- Written task -
Reproduce verbatim the lines from the one containing "Segment the target" through the one containing "box: [4, 224, 292, 388]", and output nothing else.
++++ Record extracts ++++
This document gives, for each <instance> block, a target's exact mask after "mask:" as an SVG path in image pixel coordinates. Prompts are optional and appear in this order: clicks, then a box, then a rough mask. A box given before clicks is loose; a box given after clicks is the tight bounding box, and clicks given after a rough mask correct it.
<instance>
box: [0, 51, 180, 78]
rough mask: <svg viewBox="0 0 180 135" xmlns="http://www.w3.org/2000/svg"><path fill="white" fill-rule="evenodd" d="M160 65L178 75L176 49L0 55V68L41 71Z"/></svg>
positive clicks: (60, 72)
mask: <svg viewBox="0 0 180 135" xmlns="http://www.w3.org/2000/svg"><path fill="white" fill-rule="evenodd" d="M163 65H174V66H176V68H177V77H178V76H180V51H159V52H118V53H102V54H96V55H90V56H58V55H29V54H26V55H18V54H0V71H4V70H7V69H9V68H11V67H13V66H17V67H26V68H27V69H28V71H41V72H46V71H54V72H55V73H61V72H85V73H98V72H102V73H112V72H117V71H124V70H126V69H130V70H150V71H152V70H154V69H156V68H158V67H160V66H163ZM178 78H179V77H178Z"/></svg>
++++
++++ Record extracts ++++
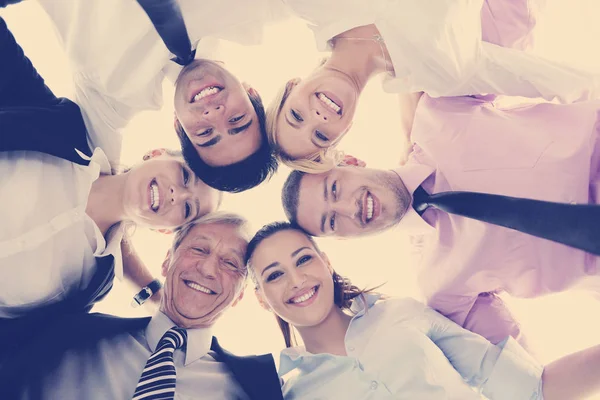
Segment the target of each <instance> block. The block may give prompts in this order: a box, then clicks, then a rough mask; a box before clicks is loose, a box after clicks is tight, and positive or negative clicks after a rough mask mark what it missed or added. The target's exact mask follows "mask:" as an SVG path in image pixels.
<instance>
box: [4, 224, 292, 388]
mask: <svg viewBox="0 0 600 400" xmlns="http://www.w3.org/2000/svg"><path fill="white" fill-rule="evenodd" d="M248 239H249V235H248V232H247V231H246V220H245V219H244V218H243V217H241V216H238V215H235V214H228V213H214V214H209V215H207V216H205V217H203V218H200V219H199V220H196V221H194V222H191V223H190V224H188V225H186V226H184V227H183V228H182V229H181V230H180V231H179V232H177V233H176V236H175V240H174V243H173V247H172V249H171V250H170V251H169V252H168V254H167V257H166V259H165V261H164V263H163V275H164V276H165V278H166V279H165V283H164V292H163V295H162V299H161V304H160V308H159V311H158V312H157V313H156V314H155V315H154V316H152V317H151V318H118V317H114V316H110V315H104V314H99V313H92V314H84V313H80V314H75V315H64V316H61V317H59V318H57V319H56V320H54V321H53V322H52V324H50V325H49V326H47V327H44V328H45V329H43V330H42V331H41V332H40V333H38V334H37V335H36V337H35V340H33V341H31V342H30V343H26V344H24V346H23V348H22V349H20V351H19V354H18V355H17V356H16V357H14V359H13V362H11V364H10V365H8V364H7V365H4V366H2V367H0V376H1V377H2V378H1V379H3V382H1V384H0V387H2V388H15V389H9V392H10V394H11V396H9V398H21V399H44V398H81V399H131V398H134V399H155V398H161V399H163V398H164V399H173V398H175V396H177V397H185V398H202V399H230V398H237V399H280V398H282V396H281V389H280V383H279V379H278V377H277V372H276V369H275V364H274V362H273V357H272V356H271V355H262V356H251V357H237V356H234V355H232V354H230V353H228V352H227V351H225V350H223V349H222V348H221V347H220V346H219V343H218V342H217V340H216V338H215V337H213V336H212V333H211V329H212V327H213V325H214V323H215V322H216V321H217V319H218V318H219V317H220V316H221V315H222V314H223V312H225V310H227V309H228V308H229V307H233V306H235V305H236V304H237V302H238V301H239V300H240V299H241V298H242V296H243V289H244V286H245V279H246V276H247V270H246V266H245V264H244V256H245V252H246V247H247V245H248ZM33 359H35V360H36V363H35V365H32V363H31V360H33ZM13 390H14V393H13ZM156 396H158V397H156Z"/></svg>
++++
- Problem solution -
Segment the target of each <instance> block. The block may give prompts in this order: a box, then clicks, then a rough mask; a box before clicks is loose, a box after clicks is tight, and positive or negative clicks after a rough mask mark what it missed or added. The target's exact mask follows "mask:" as an SVG path in image pixels.
<instance>
box: [4, 224, 292, 388]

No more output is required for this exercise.